TASK OBJECTIVE:
Reproduce only the records from the line containing "Give the mask of every instance of the blue" through the line containing "140 L 5 147", switching "silky fabric texture" to "woven fabric texture" and leaving all else unchanged.

------

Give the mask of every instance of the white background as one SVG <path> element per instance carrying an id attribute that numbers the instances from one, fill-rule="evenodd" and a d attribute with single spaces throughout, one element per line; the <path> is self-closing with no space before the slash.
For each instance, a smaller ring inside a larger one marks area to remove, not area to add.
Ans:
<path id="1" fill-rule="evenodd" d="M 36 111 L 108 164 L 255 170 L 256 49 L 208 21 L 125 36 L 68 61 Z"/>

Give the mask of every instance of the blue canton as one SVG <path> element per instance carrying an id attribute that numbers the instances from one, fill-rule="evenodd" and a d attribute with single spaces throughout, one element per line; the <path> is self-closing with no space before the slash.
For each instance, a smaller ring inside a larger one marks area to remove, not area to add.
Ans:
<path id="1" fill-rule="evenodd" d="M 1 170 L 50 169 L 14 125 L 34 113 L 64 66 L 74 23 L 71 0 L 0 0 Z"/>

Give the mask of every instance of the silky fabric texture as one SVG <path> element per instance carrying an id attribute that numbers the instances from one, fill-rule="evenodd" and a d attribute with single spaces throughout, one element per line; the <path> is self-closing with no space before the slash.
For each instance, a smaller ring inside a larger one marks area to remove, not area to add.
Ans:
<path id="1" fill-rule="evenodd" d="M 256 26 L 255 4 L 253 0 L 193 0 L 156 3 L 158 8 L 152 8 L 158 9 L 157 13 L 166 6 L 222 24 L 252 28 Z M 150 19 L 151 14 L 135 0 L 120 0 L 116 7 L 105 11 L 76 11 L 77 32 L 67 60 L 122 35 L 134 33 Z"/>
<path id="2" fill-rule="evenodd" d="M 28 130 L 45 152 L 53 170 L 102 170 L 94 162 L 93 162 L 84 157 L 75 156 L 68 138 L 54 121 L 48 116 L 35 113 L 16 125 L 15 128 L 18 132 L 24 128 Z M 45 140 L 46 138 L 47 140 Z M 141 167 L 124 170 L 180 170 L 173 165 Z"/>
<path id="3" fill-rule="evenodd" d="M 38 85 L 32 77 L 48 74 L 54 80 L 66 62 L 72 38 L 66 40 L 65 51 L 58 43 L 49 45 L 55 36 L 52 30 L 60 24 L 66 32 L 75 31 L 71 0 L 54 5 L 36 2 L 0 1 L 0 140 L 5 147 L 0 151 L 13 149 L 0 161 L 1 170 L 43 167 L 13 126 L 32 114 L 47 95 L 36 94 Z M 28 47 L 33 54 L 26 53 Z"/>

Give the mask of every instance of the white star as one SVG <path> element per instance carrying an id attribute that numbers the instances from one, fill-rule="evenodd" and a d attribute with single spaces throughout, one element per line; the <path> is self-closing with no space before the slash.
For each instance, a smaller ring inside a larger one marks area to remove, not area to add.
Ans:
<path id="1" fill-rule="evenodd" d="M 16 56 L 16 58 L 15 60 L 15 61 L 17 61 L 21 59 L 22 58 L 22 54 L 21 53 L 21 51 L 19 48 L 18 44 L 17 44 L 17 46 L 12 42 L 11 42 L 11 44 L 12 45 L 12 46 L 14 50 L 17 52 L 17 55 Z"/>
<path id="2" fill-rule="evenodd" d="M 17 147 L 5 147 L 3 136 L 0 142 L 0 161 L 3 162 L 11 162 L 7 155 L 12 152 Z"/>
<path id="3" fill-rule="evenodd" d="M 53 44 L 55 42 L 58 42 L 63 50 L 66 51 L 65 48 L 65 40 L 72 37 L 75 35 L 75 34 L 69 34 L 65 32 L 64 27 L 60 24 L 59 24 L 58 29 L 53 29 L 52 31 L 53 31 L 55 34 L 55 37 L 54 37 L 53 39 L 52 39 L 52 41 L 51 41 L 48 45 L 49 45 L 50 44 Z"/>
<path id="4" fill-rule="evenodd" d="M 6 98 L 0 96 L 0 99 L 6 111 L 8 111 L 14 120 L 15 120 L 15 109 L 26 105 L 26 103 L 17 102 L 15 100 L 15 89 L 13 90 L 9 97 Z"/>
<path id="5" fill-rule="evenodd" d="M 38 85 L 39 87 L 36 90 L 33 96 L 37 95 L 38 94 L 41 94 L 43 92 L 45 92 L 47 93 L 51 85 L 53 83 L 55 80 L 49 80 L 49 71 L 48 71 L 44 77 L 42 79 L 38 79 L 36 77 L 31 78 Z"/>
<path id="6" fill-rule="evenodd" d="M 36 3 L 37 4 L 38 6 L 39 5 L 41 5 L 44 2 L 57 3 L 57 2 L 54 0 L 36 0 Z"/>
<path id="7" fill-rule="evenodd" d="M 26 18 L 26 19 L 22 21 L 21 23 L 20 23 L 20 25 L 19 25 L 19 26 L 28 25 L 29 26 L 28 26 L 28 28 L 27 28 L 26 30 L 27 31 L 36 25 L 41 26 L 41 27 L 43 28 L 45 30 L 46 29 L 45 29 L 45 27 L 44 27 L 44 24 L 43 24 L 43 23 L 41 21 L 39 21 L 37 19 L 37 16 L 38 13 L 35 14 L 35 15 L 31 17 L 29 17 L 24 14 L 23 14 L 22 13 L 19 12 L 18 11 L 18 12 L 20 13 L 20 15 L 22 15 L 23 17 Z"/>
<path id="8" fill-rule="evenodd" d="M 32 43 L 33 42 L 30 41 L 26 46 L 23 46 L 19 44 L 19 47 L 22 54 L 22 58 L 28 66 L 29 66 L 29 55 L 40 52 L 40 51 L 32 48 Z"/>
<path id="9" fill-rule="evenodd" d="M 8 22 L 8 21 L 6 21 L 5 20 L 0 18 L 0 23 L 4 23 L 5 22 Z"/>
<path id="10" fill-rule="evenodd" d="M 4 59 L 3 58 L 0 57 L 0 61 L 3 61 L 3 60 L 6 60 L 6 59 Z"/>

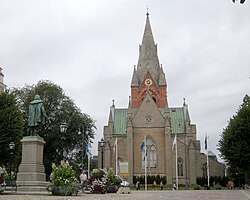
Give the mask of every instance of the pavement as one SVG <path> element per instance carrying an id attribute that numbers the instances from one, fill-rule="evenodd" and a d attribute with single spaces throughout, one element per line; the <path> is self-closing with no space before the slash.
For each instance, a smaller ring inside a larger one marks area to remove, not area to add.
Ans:
<path id="1" fill-rule="evenodd" d="M 0 194 L 0 200 L 250 200 L 249 190 L 150 190 L 131 191 L 131 194 L 83 194 L 78 196 L 52 196 L 48 194 Z"/>

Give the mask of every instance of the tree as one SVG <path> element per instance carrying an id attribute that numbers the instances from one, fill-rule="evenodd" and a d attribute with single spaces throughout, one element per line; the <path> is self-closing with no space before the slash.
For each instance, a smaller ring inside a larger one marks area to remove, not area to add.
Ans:
<path id="1" fill-rule="evenodd" d="M 8 169 L 11 164 L 13 169 L 17 169 L 20 163 L 22 135 L 23 117 L 14 93 L 9 90 L 0 92 L 0 166 L 4 165 Z M 13 156 L 10 156 L 11 142 L 15 144 Z"/>
<path id="2" fill-rule="evenodd" d="M 249 176 L 250 170 L 250 97 L 246 95 L 236 114 L 230 119 L 219 140 L 222 158 L 231 171 Z"/>
<path id="3" fill-rule="evenodd" d="M 94 120 L 75 105 L 63 89 L 51 81 L 39 81 L 36 85 L 14 89 L 19 107 L 25 120 L 24 134 L 28 133 L 27 117 L 29 103 L 36 94 L 43 100 L 49 123 L 39 133 L 45 140 L 44 165 L 47 176 L 51 173 L 52 162 L 59 164 L 67 159 L 72 166 L 77 168 L 81 161 L 82 147 L 94 138 Z M 67 124 L 66 133 L 60 133 L 60 125 Z M 84 137 L 78 134 L 79 129 L 84 132 Z M 84 149 L 85 150 L 85 149 Z"/>

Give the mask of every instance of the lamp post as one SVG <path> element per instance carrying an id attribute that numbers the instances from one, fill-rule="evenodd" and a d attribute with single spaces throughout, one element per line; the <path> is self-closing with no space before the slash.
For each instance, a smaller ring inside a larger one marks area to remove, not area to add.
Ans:
<path id="1" fill-rule="evenodd" d="M 78 135 L 82 135 L 82 161 L 81 161 L 81 169 L 83 170 L 83 151 L 84 151 L 84 135 L 87 134 L 87 130 L 85 127 L 82 128 L 83 129 L 83 132 L 81 132 L 81 128 L 79 127 L 79 130 L 78 130 Z M 86 149 L 87 151 L 87 149 Z M 86 152 L 87 153 L 87 152 Z"/>
<path id="2" fill-rule="evenodd" d="M 103 169 L 103 160 L 104 160 L 103 154 L 104 154 L 104 148 L 105 148 L 105 141 L 104 141 L 103 138 L 102 138 L 101 141 L 100 141 L 100 146 L 101 146 L 102 169 Z"/>
<path id="3" fill-rule="evenodd" d="M 61 137 L 62 138 L 62 143 L 64 143 L 64 140 L 65 140 L 64 134 L 66 133 L 67 128 L 68 128 L 68 126 L 67 126 L 67 124 L 65 122 L 63 122 L 63 123 L 60 124 L 60 132 L 62 133 L 62 137 Z M 64 158 L 64 155 L 63 155 L 63 144 L 62 144 L 62 156 Z"/>
<path id="4" fill-rule="evenodd" d="M 15 143 L 14 142 L 11 142 L 9 144 L 9 150 L 10 150 L 10 181 L 12 181 L 11 164 L 12 164 L 12 157 L 13 157 L 14 150 L 15 150 Z"/>

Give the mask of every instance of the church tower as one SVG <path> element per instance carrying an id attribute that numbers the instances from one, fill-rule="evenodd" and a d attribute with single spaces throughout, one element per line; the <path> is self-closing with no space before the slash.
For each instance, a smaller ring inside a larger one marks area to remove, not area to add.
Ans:
<path id="1" fill-rule="evenodd" d="M 150 92 L 158 108 L 168 108 L 166 89 L 165 74 L 159 63 L 147 13 L 139 60 L 131 81 L 131 108 L 139 108 L 147 92 Z"/>
<path id="2" fill-rule="evenodd" d="M 191 123 L 185 100 L 180 107 L 168 105 L 166 76 L 148 13 L 130 88 L 127 108 L 117 108 L 114 101 L 110 106 L 108 125 L 98 145 L 99 168 L 112 168 L 130 183 L 146 173 L 163 177 L 169 185 L 177 178 L 180 184 L 195 184 L 204 165 L 196 125 Z"/>

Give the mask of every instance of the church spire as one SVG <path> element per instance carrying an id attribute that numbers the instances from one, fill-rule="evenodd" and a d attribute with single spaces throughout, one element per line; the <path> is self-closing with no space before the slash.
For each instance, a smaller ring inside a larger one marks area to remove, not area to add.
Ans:
<path id="1" fill-rule="evenodd" d="M 155 83 L 158 83 L 160 66 L 157 55 L 157 45 L 154 42 L 148 12 L 146 14 L 146 25 L 142 44 L 139 49 L 139 60 L 137 64 L 137 75 L 140 83 L 143 82 L 147 72 L 151 74 Z"/>

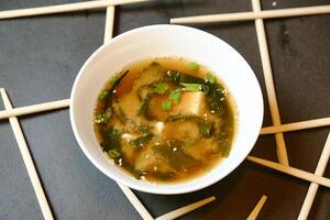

------

TASK OUTPUT:
Give the mask of every instance of the blue canton as one SVG <path> element per instance carrying an id attribute that numbers the instances from one, fill-rule="evenodd" and a d attribute with single spaces throughout, one element per line; the <path> is self-closing with no space before the slash.
For each instance, a smaller ring inside a larger one marks area to remove, not area to add.
Ans:
<path id="1" fill-rule="evenodd" d="M 1 170 L 50 169 L 14 125 L 34 113 L 64 66 L 74 23 L 71 0 L 0 0 Z"/>

Give the mask of every instance of the woven fabric texture as one SVG <path> element per instance carrying an id attribute that numbers the instances from one, fill-rule="evenodd" and a d attribute with single spaces throughout, one element per line; the <path> is self-closing with no space before the slash.
For each instance, a smaller ring inside a larger one marks area to remove, not area to add.
Ans:
<path id="1" fill-rule="evenodd" d="M 256 26 L 255 4 L 253 0 L 193 0 L 156 3 L 158 8 L 152 8 L 158 9 L 157 13 L 166 6 L 222 24 L 252 28 Z M 150 19 L 151 14 L 135 0 L 120 0 L 116 7 L 105 11 L 76 11 L 77 32 L 67 60 L 122 35 L 134 33 Z"/>
<path id="2" fill-rule="evenodd" d="M 28 130 L 45 152 L 53 170 L 102 170 L 94 162 L 93 162 L 84 157 L 75 156 L 68 138 L 54 121 L 48 116 L 35 113 L 16 125 L 15 128 L 18 132 L 24 128 Z M 45 140 L 46 138 L 47 140 Z M 141 167 L 124 170 L 180 170 L 173 165 Z"/>
<path id="3" fill-rule="evenodd" d="M 38 85 L 32 77 L 48 74 L 54 80 L 66 62 L 72 38 L 66 40 L 65 51 L 58 43 L 49 45 L 55 36 L 52 30 L 60 24 L 66 32 L 75 31 L 71 0 L 54 5 L 36 2 L 0 1 L 0 140 L 5 147 L 0 151 L 13 149 L 0 161 L 1 170 L 43 167 L 13 126 L 32 114 L 47 95 L 36 94 Z M 28 47 L 33 54 L 26 53 Z"/>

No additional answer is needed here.